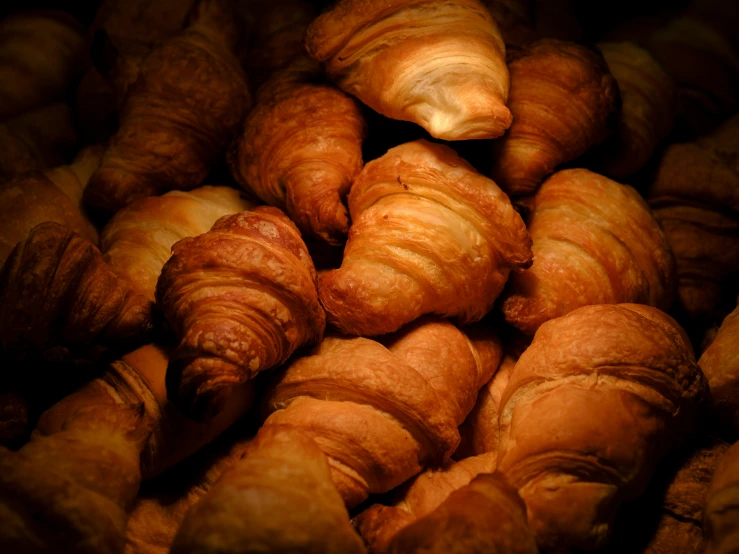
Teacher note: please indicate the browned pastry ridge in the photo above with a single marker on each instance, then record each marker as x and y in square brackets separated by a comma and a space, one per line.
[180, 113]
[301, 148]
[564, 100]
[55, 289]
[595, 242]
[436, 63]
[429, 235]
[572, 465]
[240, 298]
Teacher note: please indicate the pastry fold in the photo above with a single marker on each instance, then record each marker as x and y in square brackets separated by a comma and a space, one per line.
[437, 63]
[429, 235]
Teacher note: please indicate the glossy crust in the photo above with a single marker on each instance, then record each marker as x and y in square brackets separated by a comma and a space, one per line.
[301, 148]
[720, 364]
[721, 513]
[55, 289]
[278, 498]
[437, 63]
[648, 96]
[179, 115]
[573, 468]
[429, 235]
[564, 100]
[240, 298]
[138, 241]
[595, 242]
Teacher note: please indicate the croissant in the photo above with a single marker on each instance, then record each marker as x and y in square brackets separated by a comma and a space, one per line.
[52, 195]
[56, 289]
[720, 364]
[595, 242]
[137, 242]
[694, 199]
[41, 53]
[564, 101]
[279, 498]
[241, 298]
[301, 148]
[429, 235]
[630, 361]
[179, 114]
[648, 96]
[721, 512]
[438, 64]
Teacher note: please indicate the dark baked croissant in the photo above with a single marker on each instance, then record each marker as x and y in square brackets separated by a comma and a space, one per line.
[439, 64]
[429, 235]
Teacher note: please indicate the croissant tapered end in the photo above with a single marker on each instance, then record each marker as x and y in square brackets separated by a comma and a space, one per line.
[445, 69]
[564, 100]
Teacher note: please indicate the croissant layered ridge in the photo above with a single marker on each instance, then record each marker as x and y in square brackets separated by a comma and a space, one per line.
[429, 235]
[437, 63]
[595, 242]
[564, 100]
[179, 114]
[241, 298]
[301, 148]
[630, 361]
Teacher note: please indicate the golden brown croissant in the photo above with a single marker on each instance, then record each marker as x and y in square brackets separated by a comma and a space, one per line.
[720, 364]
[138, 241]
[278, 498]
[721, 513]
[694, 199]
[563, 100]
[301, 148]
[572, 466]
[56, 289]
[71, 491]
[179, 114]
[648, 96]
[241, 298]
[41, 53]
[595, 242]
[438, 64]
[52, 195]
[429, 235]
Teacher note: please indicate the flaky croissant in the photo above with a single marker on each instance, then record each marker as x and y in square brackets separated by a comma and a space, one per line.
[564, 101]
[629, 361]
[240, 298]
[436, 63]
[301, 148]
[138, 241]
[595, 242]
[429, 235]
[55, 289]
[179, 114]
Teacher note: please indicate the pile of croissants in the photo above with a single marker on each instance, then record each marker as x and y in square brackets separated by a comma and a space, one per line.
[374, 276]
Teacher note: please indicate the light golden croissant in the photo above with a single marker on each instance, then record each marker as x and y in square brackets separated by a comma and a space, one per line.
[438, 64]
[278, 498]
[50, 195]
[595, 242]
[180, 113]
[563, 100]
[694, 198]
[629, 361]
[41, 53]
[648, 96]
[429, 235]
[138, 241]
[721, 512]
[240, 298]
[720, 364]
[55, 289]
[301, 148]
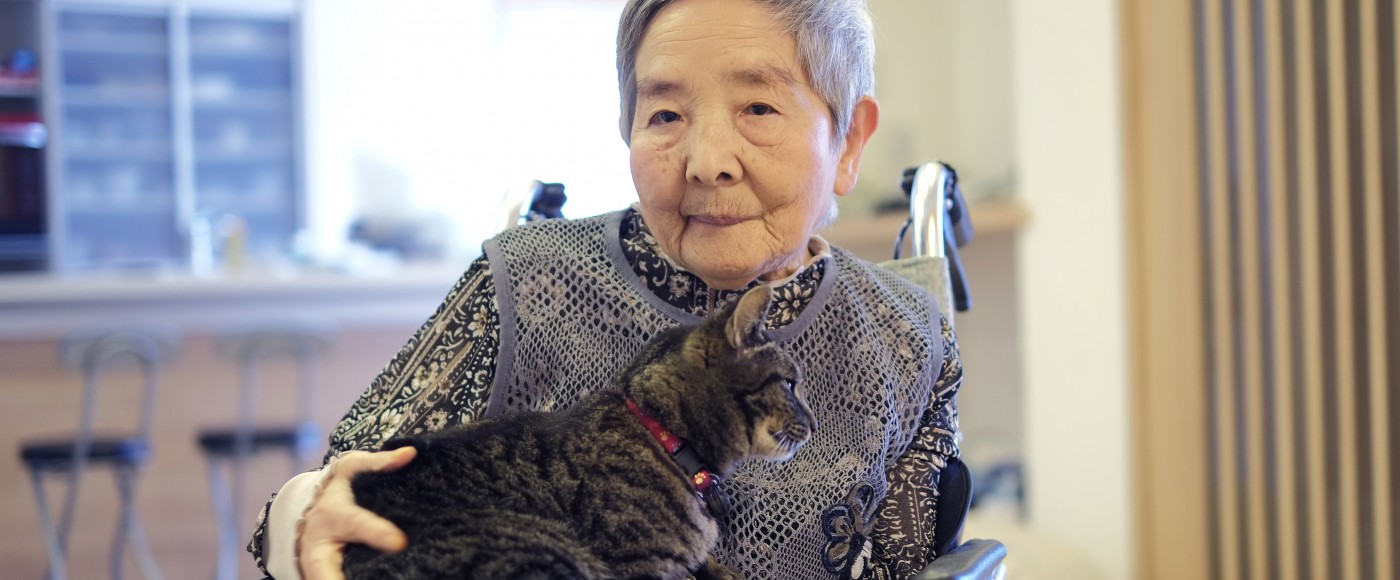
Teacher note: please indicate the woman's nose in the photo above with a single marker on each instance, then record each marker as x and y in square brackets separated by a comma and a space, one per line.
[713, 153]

Exercise details: Swap "light golden" for "pale golden" in the stretch of the records from the line containing "Teacher note: please indicate the light" through the end of the records, leaving the pictures out and everything else unchanged.

Solution for this exercise:
Teacher note: please indicate the pale golden croissant in the photo above with a single marker on each instance, then record each marker as x and y in square brackets separated by a comma and a space, one per line.
[438, 64]
[278, 498]
[50, 195]
[595, 242]
[180, 113]
[563, 100]
[694, 198]
[629, 361]
[41, 53]
[648, 96]
[429, 235]
[138, 241]
[721, 512]
[240, 298]
[720, 364]
[55, 289]
[301, 148]
Teacher note: please indicate the woman's nose in the photo above with a single marker on each instance, then record each marker as x and y in square brackets separated by a comma and a space, one per line.
[713, 153]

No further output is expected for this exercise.